* _What is being asked_
Arrange the lines from the first one through the one containing "Your masks, with" as a Markdown table with the columns Number and Text, giving each line its row number and skipping blank lines. Leave the pictures out of the answer.

* _Entries shown_
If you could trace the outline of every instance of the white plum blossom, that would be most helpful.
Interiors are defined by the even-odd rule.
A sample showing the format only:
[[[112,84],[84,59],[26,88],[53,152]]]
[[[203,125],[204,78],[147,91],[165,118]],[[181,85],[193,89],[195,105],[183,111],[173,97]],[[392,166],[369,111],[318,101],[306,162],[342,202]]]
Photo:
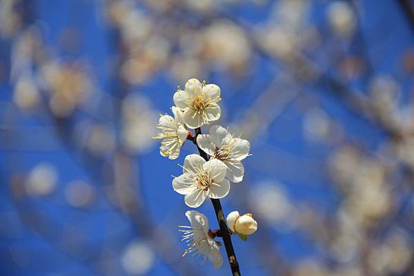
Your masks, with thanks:
[[[188,211],[186,216],[191,226],[179,226],[179,231],[183,232],[182,240],[186,241],[188,246],[183,257],[192,253],[196,257],[201,256],[201,263],[208,257],[215,268],[221,266],[223,257],[217,243],[208,235],[210,228],[207,217],[197,211]]]
[[[168,159],[176,159],[179,156],[181,147],[187,138],[187,130],[182,120],[181,111],[177,107],[171,108],[174,118],[169,115],[162,115],[157,128],[159,132],[153,138],[162,139],[159,153]]]
[[[227,225],[232,232],[242,235],[250,235],[257,230],[257,222],[250,213],[240,215],[233,211],[227,215]]]
[[[210,128],[210,134],[197,136],[197,145],[211,158],[224,163],[227,179],[235,183],[243,180],[244,167],[241,161],[248,156],[250,143],[247,140],[234,138],[225,128],[214,125]]]
[[[183,120],[188,127],[196,129],[220,118],[221,109],[217,104],[220,87],[214,84],[202,84],[196,78],[186,83],[184,90],[174,94],[174,103],[183,110]]]
[[[172,188],[185,195],[186,204],[193,208],[199,206],[207,197],[222,198],[230,191],[230,182],[225,178],[226,168],[221,161],[208,162],[197,154],[186,157],[183,174],[174,178]]]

* _Final answer_
| Number | Text |
|---|---|
| 1 | If you could trace the outline of every instance of the white plum blossom, that would be most helpful. |
| 2 | Interiors are defined by the even-odd rule. |
| 3 | A sample showing the format only: |
| 4 | [[[112,84],[84,59],[26,88],[53,152]]] |
| 5 | [[[203,125],[204,78],[147,91],[165,118]],[[181,85],[193,89],[195,105],[183,111],[173,97]],[[392,166],[369,111],[318,101],[306,162],[342,202]]] |
| 6 | Photo: |
| 7 | Your masks, with thanks: |